• The task: Copy out every one of the rows below word for word, with nothing changed.
※
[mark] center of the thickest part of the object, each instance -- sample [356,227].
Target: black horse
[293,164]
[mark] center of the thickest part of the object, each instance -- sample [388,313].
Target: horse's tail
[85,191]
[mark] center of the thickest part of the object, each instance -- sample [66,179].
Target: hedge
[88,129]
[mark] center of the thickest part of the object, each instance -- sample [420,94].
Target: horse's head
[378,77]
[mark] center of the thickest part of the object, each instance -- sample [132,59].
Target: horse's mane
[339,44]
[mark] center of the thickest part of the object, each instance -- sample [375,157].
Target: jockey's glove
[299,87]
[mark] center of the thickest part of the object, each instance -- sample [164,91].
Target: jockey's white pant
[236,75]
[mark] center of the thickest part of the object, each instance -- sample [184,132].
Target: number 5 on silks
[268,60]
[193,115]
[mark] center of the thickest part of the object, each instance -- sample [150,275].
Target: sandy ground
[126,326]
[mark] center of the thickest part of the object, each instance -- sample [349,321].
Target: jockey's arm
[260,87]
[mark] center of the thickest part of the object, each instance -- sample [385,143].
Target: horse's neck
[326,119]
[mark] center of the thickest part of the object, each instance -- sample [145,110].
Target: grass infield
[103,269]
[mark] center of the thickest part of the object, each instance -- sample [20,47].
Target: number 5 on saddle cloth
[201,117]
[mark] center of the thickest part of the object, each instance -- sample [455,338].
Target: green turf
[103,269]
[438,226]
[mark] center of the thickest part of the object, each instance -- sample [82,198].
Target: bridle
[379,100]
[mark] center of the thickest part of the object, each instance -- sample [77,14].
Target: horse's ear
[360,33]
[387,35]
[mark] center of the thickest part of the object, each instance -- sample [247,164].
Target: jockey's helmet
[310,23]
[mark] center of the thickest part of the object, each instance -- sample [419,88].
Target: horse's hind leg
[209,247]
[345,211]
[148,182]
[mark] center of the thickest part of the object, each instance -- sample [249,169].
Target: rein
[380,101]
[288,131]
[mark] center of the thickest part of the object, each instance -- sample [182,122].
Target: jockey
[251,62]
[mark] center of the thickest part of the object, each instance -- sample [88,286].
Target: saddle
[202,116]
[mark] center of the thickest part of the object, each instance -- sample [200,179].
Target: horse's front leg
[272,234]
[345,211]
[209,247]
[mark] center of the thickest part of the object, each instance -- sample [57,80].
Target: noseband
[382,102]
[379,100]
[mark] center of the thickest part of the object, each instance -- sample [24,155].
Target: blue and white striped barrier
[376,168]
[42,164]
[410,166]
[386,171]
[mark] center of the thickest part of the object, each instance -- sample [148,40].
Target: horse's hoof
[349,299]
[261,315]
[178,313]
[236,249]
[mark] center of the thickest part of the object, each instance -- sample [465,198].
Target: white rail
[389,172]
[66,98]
※
• Solution for this exercise:
[mark] center of the thickest part of the object, each instance -- sample [356,227].
Target: black horse
[293,164]
[mark] center of the thickest part of the object, each instance -- sample [388,313].
Target: horse's tail
[85,191]
[mark] center of the thickest part of the object, each instance -- sample [66,179].
Target: hedge
[88,129]
[mark] center of the thickest part of the object, each instance -- sample [420,94].
Target: horse's head
[378,77]
[mark] center of the thickest part of the object, each instance -- sample [132,59].
Target: horse's mane
[339,44]
[mark] center of the thickest part of the object, each instance -- sample [375,157].
Target: jockey's glove
[299,87]
[mark] center of the thickest part of the object, each instance -- sample [164,91].
Target: jockey's white pant
[236,75]
[mark] center of the thickest part of the object, each instance -- sample [184,132].
Target: number 5 on silks
[268,60]
[193,115]
[mark] center of the thickest part of the object, each instance -- sample [150,275].
Target: sandy ground
[126,326]
[mark] center of the thickest part of the object, each instance -- sample [349,321].
Target: jockey's arm
[260,87]
[mark] center of the thickest part of the object, each instance -- sample [385,143].
Target: horse's neck
[326,119]
[mark] center of the thickest part of the object, each instance -- sample [145,110].
Target: grass infield
[103,269]
[mark] center of the thickest part of the object, each instance -- sample [20,47].
Target: number 5 on saddle cloth
[201,117]
[mark] center of the thickest part of the object, each instance -- sample [455,338].
Target: green turf
[103,269]
[438,226]
[mark] center of the thickest part of the object, each instance -- sample [82,198].
Target: bridle
[379,100]
[mark] center of the thickest part of the object, each instance -- sample [77,14].
Target: horse's ear
[360,33]
[387,35]
[mark] center of the thickest part of the object, each instance -- sample [247,164].
Target: jockey's helmet
[310,23]
[mark] center of the thickest part of the object, each instance -- sample [419,88].
Target: horse's hind leg
[209,247]
[345,211]
[148,182]
[mark] center of the thickest part of the object, each instance -- sample [249,169].
Target: rein
[380,101]
[288,131]
[mark] center of the thickest part of the object, each instance -- sample [182,122].
Target: jockey
[251,62]
[mark] center of the thickest part of the object, each instance -- sample [88,286].
Target: saddle
[202,116]
[mark] center of the thickest part of the object, each instance -- sample [200,179].
Target: horse's front leg
[272,234]
[345,211]
[209,247]
[mark] center of the thickest part of the object, each instance -- sample [57,80].
Target: noseband
[382,102]
[379,100]
[mark] center of the thickest part of the object, each instance -- sample [24,155].
Target: blue and white striped barrier
[376,168]
[42,164]
[410,166]
[386,171]
[mark] center of the thickest part of the object, each instance -- sample [148,40].
Target: horse's hoof
[349,299]
[261,315]
[178,313]
[236,249]
[mark] center of the thickest part of the object, each instance -- sample [465,198].
Target: white rail
[389,172]
[66,98]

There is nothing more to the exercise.